REQUIRED ACTION | Give an exact copy of the data that follows.

+++ DATA FOR THE TASK +++

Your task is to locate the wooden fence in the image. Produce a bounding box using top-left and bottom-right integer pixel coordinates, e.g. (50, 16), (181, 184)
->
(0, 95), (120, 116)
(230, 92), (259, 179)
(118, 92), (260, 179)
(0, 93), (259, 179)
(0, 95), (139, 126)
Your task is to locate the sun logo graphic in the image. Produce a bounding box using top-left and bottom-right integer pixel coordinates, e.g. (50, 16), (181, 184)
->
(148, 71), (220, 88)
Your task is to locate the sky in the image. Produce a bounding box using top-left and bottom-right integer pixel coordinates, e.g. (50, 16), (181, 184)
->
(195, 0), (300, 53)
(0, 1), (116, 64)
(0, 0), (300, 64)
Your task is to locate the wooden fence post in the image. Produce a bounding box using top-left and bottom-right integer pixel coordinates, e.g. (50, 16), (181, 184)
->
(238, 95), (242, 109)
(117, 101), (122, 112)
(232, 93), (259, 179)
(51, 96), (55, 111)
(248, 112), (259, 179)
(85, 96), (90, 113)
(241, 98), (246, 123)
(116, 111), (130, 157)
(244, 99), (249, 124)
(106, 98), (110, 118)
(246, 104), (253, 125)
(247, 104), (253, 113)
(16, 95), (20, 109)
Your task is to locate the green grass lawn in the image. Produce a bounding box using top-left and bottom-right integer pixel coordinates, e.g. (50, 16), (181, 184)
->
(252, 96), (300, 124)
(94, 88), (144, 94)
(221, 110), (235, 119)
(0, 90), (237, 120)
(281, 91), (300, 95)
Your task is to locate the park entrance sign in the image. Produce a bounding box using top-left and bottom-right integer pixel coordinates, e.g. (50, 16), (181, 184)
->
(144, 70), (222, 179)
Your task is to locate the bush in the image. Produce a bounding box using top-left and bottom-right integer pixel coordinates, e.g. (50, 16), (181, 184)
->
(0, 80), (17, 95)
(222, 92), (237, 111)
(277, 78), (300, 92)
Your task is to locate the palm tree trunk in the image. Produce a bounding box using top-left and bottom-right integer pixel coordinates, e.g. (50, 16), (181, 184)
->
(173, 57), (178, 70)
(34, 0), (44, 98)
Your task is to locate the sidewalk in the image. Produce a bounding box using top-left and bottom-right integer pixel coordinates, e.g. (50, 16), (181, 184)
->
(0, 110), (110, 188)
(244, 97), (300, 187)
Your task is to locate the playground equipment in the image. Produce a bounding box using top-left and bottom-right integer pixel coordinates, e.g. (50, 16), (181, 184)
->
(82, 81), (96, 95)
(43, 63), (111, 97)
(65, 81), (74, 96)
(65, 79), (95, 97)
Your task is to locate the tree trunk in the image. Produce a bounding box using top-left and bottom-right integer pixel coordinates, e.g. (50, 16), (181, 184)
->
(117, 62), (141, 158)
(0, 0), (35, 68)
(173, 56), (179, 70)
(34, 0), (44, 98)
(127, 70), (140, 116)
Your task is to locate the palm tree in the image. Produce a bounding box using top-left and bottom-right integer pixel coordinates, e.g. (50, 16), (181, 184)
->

+++

ANSWER BOX |
Your task is to locate the wooden fence in the image. Produce a bounding box using top-left and bottom-right integer pixel coordinates, e.g. (50, 16), (181, 184)
->
(0, 95), (120, 116)
(230, 92), (259, 179)
(118, 92), (260, 179)
(0, 93), (259, 179)
(0, 95), (139, 126)
Your task is to locate the sun logo graphic in the image. Produce a bounding box using top-left and bottom-right integer pixel coordinates, e.g. (50, 16), (181, 184)
->
(148, 71), (220, 88)
Your task is to locate the sky in the image. Produce a bounding box using top-left and bottom-right integer pixel coordinates, e.g. (50, 16), (181, 184)
->
(195, 0), (300, 53)
(0, 1), (116, 64)
(0, 0), (300, 64)
Your task is to locate the wooden fence post in the image. Produce a bounding box using top-left and bottom-right integer pixel coordinates, e.g. (50, 16), (181, 184)
->
(238, 95), (242, 109)
(117, 101), (122, 112)
(232, 93), (259, 179)
(51, 96), (55, 111)
(248, 112), (259, 179)
(85, 96), (90, 113)
(241, 98), (246, 123)
(116, 111), (130, 157)
(244, 99), (249, 124)
(106, 98), (110, 118)
(246, 104), (253, 125)
(247, 104), (253, 113)
(16, 95), (20, 109)
Your task is to locate the green grass lawn in the image. Produce a bounding box using top-left and bottom-right integer pixel coordinates, e.g. (50, 16), (181, 184)
->
(252, 96), (300, 124)
(94, 88), (144, 94)
(221, 110), (235, 119)
(0, 90), (237, 120)
(281, 91), (300, 95)
Your task is to locate the park entrance sign in the image. Produce a bounding box using top-left and bottom-right integer pixel coordinates, e.g. (50, 16), (181, 184)
->
(144, 70), (222, 179)
Your task is to locate the bush in the image. Produce a bounding box using top-left and bottom-right integer pixel coordinates, e.g. (50, 16), (181, 184)
->
(0, 80), (17, 95)
(222, 92), (237, 111)
(277, 78), (300, 92)
Your task is to locate the palm tree trunk in the image. Produce a bounding box using top-left and bottom-right integer pixel coordinates, e.g. (50, 16), (181, 184)
->
(173, 57), (178, 70)
(34, 0), (44, 98)
Your task is to locate the sidewalk in the image. Produce a bounding box using top-left and bottom-right integer pixel coordinates, e.g. (50, 16), (181, 184)
->
(0, 110), (110, 188)
(244, 97), (300, 187)
Your task is to locate the playground equipment in the image. Produce a bounding box using top-left and bottom-right integer pixel coordinates, e.g. (50, 16), (181, 184)
->
(82, 81), (96, 95)
(43, 63), (111, 97)
(65, 81), (74, 96)
(65, 79), (95, 97)
Your task is to locate the tree trunk in the image. Produce a bounding box using top-left and bottom-right integer pixel coordinates, e.g. (50, 16), (181, 184)
->
(117, 62), (141, 158)
(0, 0), (35, 68)
(173, 56), (179, 70)
(34, 0), (44, 98)
(127, 70), (140, 116)
Your task is to locate the palm tree in the image. Produce a bounding box using top-left and bottom-right integer pixel coordinates, e.g. (50, 16), (181, 184)
->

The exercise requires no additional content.